■ **DOCUMENT SEGMENT**:
§ §
Container-based Virtualization (lxc)

Container based virtualization is very fast and efficient. It's based on the premise that an OS kernel provides different views of the system to different running processes. This sort of segregation or compartmentalisation (sometimes called "thick sandboxing") can be useful for ensuring guaranteed access to hardware resources such as CPU and IO bandwidth, whilst maintaining security and efficiency.

On the unix family of operating systems, it is said that container based virtualization has its roots in the 1982 release of the chroot tool, a filesystem subsystem specific container-based virtualization tool that was written by Sun Microsystems founder Bill Joy and published as part of 4.2BSD.

Since this early tool, which has become a mainstay of the unix world, a large number of unix developers have worked to mature more powerful container based virtualization solutions. Some examples:

  • Solaris Zones
  • FreeBSD Jails
  • Linux VServer
  • OpenVZ

On Linux, historically the major two techniques have been Linux-VServer (open source / community driven) and OpenVZ (a free spinoff of a commercial product).

However, neither of these will be accepted in to the Linux kernel. Instead Linus has opted for a more flexible, longer-term approach to achieving similar goals, using various new kernel features. lxc is the next-generation container-based virtualization solution that uses these new features.

Conceptually, lxc can be seen as a further development of the existing 'chroot' technique with extra dimensions added. Where 'chroot'-ing only offers isolation at the file system level, lxc offers complete logical isolation from a container to the host and all other containers. In fact, installing a new Gentoo container from scratch is pretty much the same as for any normal Gentoo installation.

Some of the most notably differences are:

  • each container will share the kernel with the host (and other containers). No kernel need to be present and/or mounted on the containers /boot directory;
  • devices and filesystem will be (more or less) 'inherited' from the host, and need not be configured as would apply for a normal installation;
  • if the host is using the OpenRC system for bootstrapping, such configuration items will "automagically" be omitted (i.e. filesystem mounts from fstab).

The last point is important to keep lxc based installation as much as simple and the same as for normal installations (no exceptions).

Full Virtualization (not lxc)

Full virtualization and paravirtualization solutions aim to simulate the underlying hardware. This type of solution, unlike lxc and other container-based solutions, usually allow you to run any operating system. Whilst this may be useful for the purposes of security and server consolidation, it is hugely inefficient compared to container based solutions. The most popular solutions in this area right now are probably VMware, KVM, Xen and VirtualBox.
§ §
■ **DATA PROVIDED**:
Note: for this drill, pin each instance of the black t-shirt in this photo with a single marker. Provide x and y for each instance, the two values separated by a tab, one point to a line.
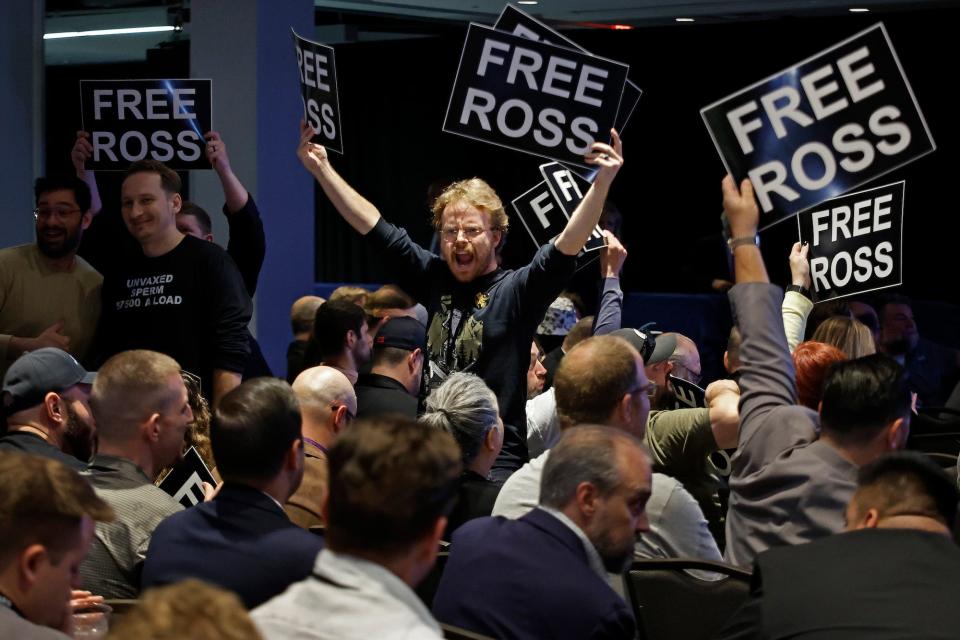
§ §
■ **JOBS**:
1. Please write out the part of the container virtualization text that begins at the words "Some of the" and stops after "mounts from fstab).".
2. Write what comes next in the container virtualization text, picking up after its last sentence.
The data come from a different source than the container virtualization text.

■ **RESULTS BY TASK**:
1.
Some of the most notably differences are:

  • each container will share the kernel with the host (and other containers). No kernel need to be present and/or mounted on the containers /boot directory;
  • devices and filesystem will be (more or less) 'inherited' from the host, and need not be configured as would apply for a normal installation;
  • if the host is using the OpenRC system for bootstrapping, such configuration items will "automagically" be omitted (i.e. filesystem mounts from fstab).

2.
Limitations of lxc

With lxc, you can efficiently manage resource allocation in real time. In addition, you should be able to run different Linux distributions on the same host kernel in different containers (though there may be teething issues with startup and shutdown 'run control' (rc) scripts, and these may need to be modified slightly to make some guests work. That said, maintainers of tools such as OpenRC are increasingly implementing lxc detection to ensure correct behaviour when their code runs within containers.)

Unlike full virtualization solutions, lxc will not let you run other operating systems (such as proprietary operating systems, or other types of unix).

However, in theory there is no reason why you can't install a full or paravirtualization solution on the same kernel as your lxc host system and run both full/paravirtualised guests in addition to lxc guests at the same time.

Should you elect to do this, there are powerful abstracted virtualization management API under development, such as libvirt and ganeti, that you may wish to check out.

In short:

  • One kernel
  • One operating system
  • Many instances

... but can co-exist with other virtualization solutions if required.

MAJOR Temporary Problems with LXC - READ THIS

As documented over here, basically containers are not functional as security containers at present, in that if you have root on a container you have root on the whole box.

  • root in a container has all capabilities
    • Workaround:
      • Do not treat root privileges in the container any more lightly than on the host itself.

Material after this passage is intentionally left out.